DESCRIPTION OF THE TASK: Reproduce the data below, substituting "each instance of the target" for every occurrence of "every instance of the target" and leaving everything else unchanged. Omit the pictures from your answer.

(Labeling and segmentation records)
———
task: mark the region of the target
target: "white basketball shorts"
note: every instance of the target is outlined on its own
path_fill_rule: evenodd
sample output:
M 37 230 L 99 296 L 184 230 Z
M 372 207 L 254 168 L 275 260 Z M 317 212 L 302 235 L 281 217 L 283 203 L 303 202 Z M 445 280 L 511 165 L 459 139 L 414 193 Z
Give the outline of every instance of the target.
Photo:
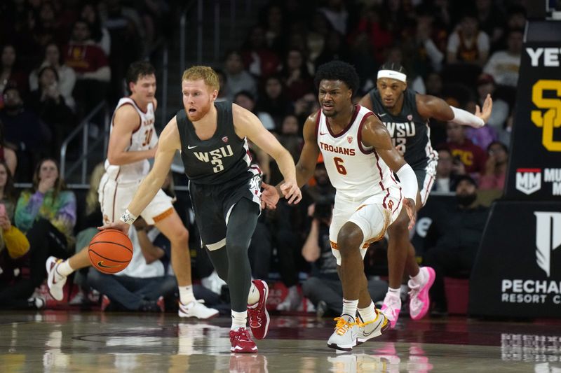
M 121 217 L 133 200 L 138 185 L 138 181 L 133 183 L 117 183 L 111 180 L 105 174 L 100 183 L 99 200 L 104 223 L 114 222 Z M 148 204 L 140 216 L 149 225 L 161 221 L 173 213 L 172 198 L 160 189 L 156 196 Z
M 383 193 L 361 199 L 337 193 L 329 237 L 331 251 L 338 265 L 341 265 L 341 255 L 337 247 L 337 235 L 343 225 L 352 222 L 363 231 L 364 239 L 360 250 L 364 259 L 370 244 L 381 239 L 390 224 L 397 219 L 403 206 L 402 199 L 401 190 L 397 185 L 390 187 Z

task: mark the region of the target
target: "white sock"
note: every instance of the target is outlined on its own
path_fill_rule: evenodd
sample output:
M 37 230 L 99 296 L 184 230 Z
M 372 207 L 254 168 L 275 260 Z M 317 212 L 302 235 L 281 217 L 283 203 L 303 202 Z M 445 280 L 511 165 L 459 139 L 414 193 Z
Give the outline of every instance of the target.
M 342 315 L 348 315 L 353 318 L 352 322 L 355 321 L 356 316 L 356 309 L 358 307 L 358 300 L 343 300 L 343 312 Z
M 74 269 L 70 267 L 69 260 L 65 260 L 56 267 L 55 273 L 60 274 L 62 277 L 67 277 L 71 273 L 74 272 Z
M 358 317 L 363 323 L 367 323 L 376 318 L 376 307 L 374 306 L 374 302 L 370 302 L 370 305 L 365 308 L 358 309 Z
M 415 285 L 421 285 L 425 282 L 425 274 L 421 269 L 419 269 L 419 273 L 417 276 L 410 276 L 410 279 L 413 281 Z
M 248 295 L 248 304 L 252 306 L 257 304 L 259 302 L 259 290 L 253 282 L 251 283 L 251 288 L 250 288 L 250 293 Z M 232 312 L 234 312 L 232 311 Z
M 388 294 L 394 297 L 400 297 L 401 296 L 401 288 L 394 289 L 393 288 L 388 288 Z
M 195 300 L 195 296 L 193 295 L 193 286 L 188 285 L 187 286 L 179 286 L 180 289 L 180 302 L 182 304 L 187 305 L 191 302 Z
M 237 330 L 240 328 L 245 328 L 248 323 L 248 311 L 236 312 L 232 311 L 232 327 L 231 330 Z

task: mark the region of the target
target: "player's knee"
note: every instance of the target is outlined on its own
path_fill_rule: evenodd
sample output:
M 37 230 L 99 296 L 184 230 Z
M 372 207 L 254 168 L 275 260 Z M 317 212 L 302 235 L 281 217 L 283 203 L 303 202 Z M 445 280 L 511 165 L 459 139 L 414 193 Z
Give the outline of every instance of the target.
M 189 231 L 187 228 L 177 230 L 173 232 L 173 237 L 170 239 L 172 244 L 183 247 L 189 244 Z
M 407 216 L 407 213 L 405 215 L 400 214 L 398 218 L 396 219 L 396 221 L 388 227 L 388 233 L 390 234 L 390 237 L 407 234 L 409 232 L 407 229 L 408 225 L 409 216 Z
M 345 256 L 358 250 L 363 243 L 363 236 L 357 225 L 344 225 L 337 235 L 337 248 L 341 255 Z

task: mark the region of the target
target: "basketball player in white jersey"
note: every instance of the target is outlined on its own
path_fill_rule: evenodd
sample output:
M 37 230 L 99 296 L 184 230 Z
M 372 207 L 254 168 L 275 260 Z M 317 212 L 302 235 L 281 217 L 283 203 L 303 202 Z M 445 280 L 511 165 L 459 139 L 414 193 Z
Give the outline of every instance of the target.
M 377 87 L 365 95 L 359 105 L 377 113 L 390 132 L 394 146 L 411 166 L 417 178 L 417 211 L 426 203 L 436 175 L 438 153 L 431 144 L 428 118 L 454 122 L 474 128 L 485 125 L 491 115 L 493 100 L 487 95 L 475 114 L 450 106 L 444 100 L 420 94 L 407 88 L 405 70 L 399 64 L 387 62 L 378 71 Z M 419 268 L 415 249 L 410 241 L 409 218 L 403 213 L 388 229 L 388 292 L 381 307 L 393 328 L 401 310 L 400 297 L 404 270 L 409 274 L 409 315 L 413 320 L 424 317 L 430 308 L 429 289 L 435 280 L 434 269 Z
M 126 80 L 130 95 L 119 100 L 113 114 L 105 174 L 99 187 L 104 224 L 118 220 L 125 211 L 139 184 L 148 174 L 148 159 L 154 157 L 158 146 L 154 125 L 157 105 L 154 68 L 149 62 L 134 62 L 127 71 Z M 179 286 L 179 316 L 198 318 L 217 316 L 217 310 L 207 308 L 193 294 L 189 232 L 173 208 L 171 197 L 160 189 L 141 216 L 171 242 L 172 267 Z M 67 276 L 90 265 L 88 252 L 83 250 L 65 261 L 51 257 L 46 265 L 50 293 L 55 300 L 61 300 Z
M 413 227 L 417 178 L 376 115 L 353 104 L 358 76 L 352 66 L 332 61 L 320 66 L 315 80 L 321 110 L 304 124 L 296 175 L 298 185 L 305 184 L 321 152 L 337 189 L 330 239 L 343 284 L 343 312 L 327 346 L 351 351 L 389 326 L 370 298 L 363 260 L 370 244 L 384 237 L 403 206 Z M 267 206 L 274 206 L 278 197 L 278 190 L 265 187 L 262 199 Z

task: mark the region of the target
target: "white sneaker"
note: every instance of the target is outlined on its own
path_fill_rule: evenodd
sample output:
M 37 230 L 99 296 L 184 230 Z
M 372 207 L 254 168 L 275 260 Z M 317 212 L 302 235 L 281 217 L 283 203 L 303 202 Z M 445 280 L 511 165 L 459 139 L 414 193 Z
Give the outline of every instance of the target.
M 386 297 L 384 298 L 384 304 L 381 311 L 388 318 L 390 328 L 393 329 L 396 327 L 396 323 L 398 322 L 399 313 L 401 311 L 401 299 L 388 292 Z
M 388 318 L 377 309 L 376 309 L 376 318 L 366 323 L 360 323 L 357 320 L 357 323 L 358 324 L 357 345 L 363 344 L 370 338 L 381 335 L 390 326 Z
M 180 302 L 177 314 L 180 317 L 196 317 L 203 320 L 218 316 L 217 309 L 207 307 L 203 304 L 204 302 L 203 300 L 196 300 L 188 304 Z
M 56 300 L 62 300 L 65 297 L 64 287 L 66 283 L 66 276 L 62 276 L 57 272 L 57 267 L 63 260 L 54 256 L 47 258 L 46 266 L 47 267 L 47 286 L 50 296 Z
M 353 347 L 356 346 L 356 339 L 358 336 L 358 325 L 354 321 L 354 318 L 349 315 L 342 315 L 337 317 L 337 323 L 335 325 L 335 331 L 331 335 L 327 341 L 327 347 L 350 351 Z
———
SOLUTION:
task: mark the region of the target
target: "white basketball shorts"
note: each instance of the target is outlined on its own
path_fill_rule: evenodd
sample output:
M 37 230 L 99 296 L 184 230 Z
M 372 207 L 254 168 L 275 260 Z M 317 212 L 302 235 L 281 217 L 283 203 L 303 202 Z M 445 280 L 511 165 L 459 139 L 414 193 Z
Give the outline of each instance of the target.
Photo:
M 121 217 L 133 200 L 138 185 L 138 181 L 133 183 L 117 183 L 111 180 L 105 174 L 100 183 L 99 200 L 104 223 L 114 222 Z M 148 204 L 140 216 L 149 225 L 161 221 L 173 213 L 172 198 L 160 189 L 156 196 Z
M 383 193 L 361 199 L 337 193 L 329 237 L 331 251 L 338 265 L 341 265 L 341 255 L 337 247 L 337 235 L 343 225 L 352 222 L 363 231 L 364 239 L 360 250 L 364 259 L 370 244 L 381 239 L 390 224 L 397 219 L 403 206 L 402 199 L 401 190 L 397 185 L 390 187 Z

task: mark the region of the target
target: "white sock"
note: each instance of the target is outlined on its own
path_fill_rule: evenodd
sample output:
M 37 230 L 99 296 L 184 230 Z
M 372 207 L 254 168 L 275 260 Z M 317 212 L 302 235 L 281 217 L 283 203 L 303 202 Z M 445 280 L 511 165 L 459 139 L 414 193 Z
Give the outline of each instance of the target.
M 342 315 L 348 315 L 353 318 L 352 322 L 355 321 L 356 316 L 356 309 L 358 307 L 358 300 L 343 300 L 343 312 Z
M 74 269 L 70 267 L 69 260 L 65 260 L 56 267 L 55 273 L 60 274 L 62 277 L 67 277 L 71 273 L 74 272 Z
M 358 317 L 363 323 L 367 323 L 376 318 L 376 307 L 374 306 L 374 302 L 370 302 L 370 305 L 365 308 L 358 309 Z
M 415 285 L 421 285 L 425 282 L 425 274 L 421 269 L 419 269 L 419 273 L 417 276 L 410 276 L 410 279 L 413 281 Z
M 248 295 L 248 304 L 252 306 L 257 304 L 259 302 L 259 290 L 253 282 L 251 283 L 251 288 L 250 288 L 250 293 Z M 232 312 L 234 312 L 232 311 Z
M 388 294 L 394 297 L 400 297 L 401 296 L 401 288 L 394 289 L 393 288 L 388 288 Z
M 195 300 L 195 296 L 193 295 L 193 286 L 188 285 L 187 286 L 179 286 L 180 289 L 180 302 L 182 304 L 187 305 L 191 302 Z
M 237 330 L 240 328 L 245 328 L 248 323 L 248 311 L 236 312 L 232 311 L 232 327 L 231 330 Z

task: mark the region of the target
target: "player's knee"
note: each instance of the target is outlined on its own
path_fill_rule: evenodd
sample output:
M 37 230 L 99 296 L 184 230 Z
M 372 207 L 254 168 L 275 260 Z M 317 212 L 302 235 L 281 217 L 283 203 L 303 202 Z M 445 280 L 511 165 L 459 139 L 414 193 Z
Give the outline of each instance of the target.
M 189 231 L 187 228 L 177 230 L 173 232 L 173 237 L 170 239 L 172 244 L 183 247 L 189 244 Z
M 407 216 L 407 213 L 405 215 L 400 214 L 398 218 L 396 219 L 396 221 L 388 227 L 388 233 L 390 234 L 390 237 L 407 234 L 409 232 L 407 229 L 408 225 L 409 216 Z
M 345 256 L 358 250 L 363 243 L 363 236 L 357 225 L 344 225 L 337 235 L 337 248 L 341 255 Z

task: mark the region of the target
target: "basketball player in white jersey"
note: each instance of the target is outlined on its own
path_fill_rule: evenodd
sample output:
M 37 230 L 99 296 L 184 230 Z
M 372 207 L 254 168 L 275 260 Z M 317 212 L 302 235 L 281 217 L 283 203 L 303 202 Z M 445 280 L 511 165 L 459 139 L 414 193 Z
Give the outline of each instance of the target.
M 377 87 L 365 95 L 359 105 L 377 113 L 390 132 L 394 146 L 411 166 L 417 178 L 417 211 L 426 203 L 436 175 L 438 153 L 431 144 L 428 118 L 454 122 L 474 128 L 485 125 L 491 115 L 493 100 L 487 95 L 475 114 L 450 106 L 444 100 L 420 94 L 407 88 L 405 70 L 399 64 L 387 62 L 378 71 Z M 419 268 L 415 249 L 410 241 L 409 218 L 403 213 L 388 229 L 388 292 L 381 307 L 393 328 L 401 310 L 400 297 L 404 270 L 409 274 L 409 315 L 413 320 L 424 317 L 430 308 L 429 289 L 435 280 L 434 269 Z
M 126 80 L 130 95 L 119 100 L 113 114 L 105 174 L 99 187 L 104 224 L 118 220 L 125 211 L 139 184 L 148 174 L 148 159 L 154 157 L 158 146 L 154 125 L 157 105 L 154 68 L 149 62 L 134 62 L 127 71 Z M 179 286 L 179 316 L 198 318 L 217 316 L 217 310 L 207 308 L 193 294 L 189 232 L 173 208 L 171 197 L 160 189 L 141 216 L 171 242 L 172 267 Z M 67 276 L 90 265 L 88 252 L 83 250 L 65 261 L 51 257 L 46 265 L 50 293 L 55 300 L 61 300 Z
M 413 227 L 417 178 L 376 115 L 353 104 L 358 76 L 352 66 L 332 61 L 320 66 L 315 80 L 321 110 L 304 124 L 296 175 L 298 185 L 305 184 L 321 152 L 337 189 L 330 239 L 343 284 L 343 312 L 327 346 L 351 351 L 389 326 L 370 298 L 363 260 L 370 244 L 384 237 L 403 206 Z M 267 206 L 274 206 L 278 197 L 278 190 L 265 187 L 262 199 Z

task: mark the region of the target
target: "white sneaker"
note: each instance of the target is outlined on its own
path_fill_rule: evenodd
sample output:
M 37 230 L 99 296 L 184 230 Z
M 372 207 L 254 168 L 275 260 Z M 317 212 L 302 235 L 281 217 L 283 203 L 303 202 Z M 445 280 L 511 165 L 459 139 L 414 193 Z
Give the outline of each instance of the target.
M 386 297 L 384 298 L 384 304 L 381 311 L 388 318 L 390 328 L 393 329 L 396 327 L 396 323 L 398 322 L 399 313 L 401 311 L 401 299 L 388 292 Z
M 388 318 L 377 309 L 376 309 L 376 318 L 366 323 L 360 323 L 357 320 L 357 323 L 358 324 L 357 345 L 363 344 L 370 338 L 381 335 L 390 326 Z
M 180 302 L 177 314 L 180 317 L 196 317 L 203 320 L 218 316 L 217 309 L 207 307 L 203 304 L 204 302 L 203 300 L 196 300 L 188 304 Z
M 56 300 L 62 300 L 65 297 L 64 287 L 66 283 L 66 276 L 62 276 L 57 272 L 57 267 L 63 260 L 54 256 L 47 258 L 46 266 L 47 267 L 47 286 L 50 296 Z
M 353 347 L 356 346 L 356 339 L 358 336 L 358 325 L 354 321 L 354 318 L 349 315 L 342 315 L 337 317 L 337 323 L 335 325 L 335 331 L 331 335 L 327 341 L 327 347 L 350 351 Z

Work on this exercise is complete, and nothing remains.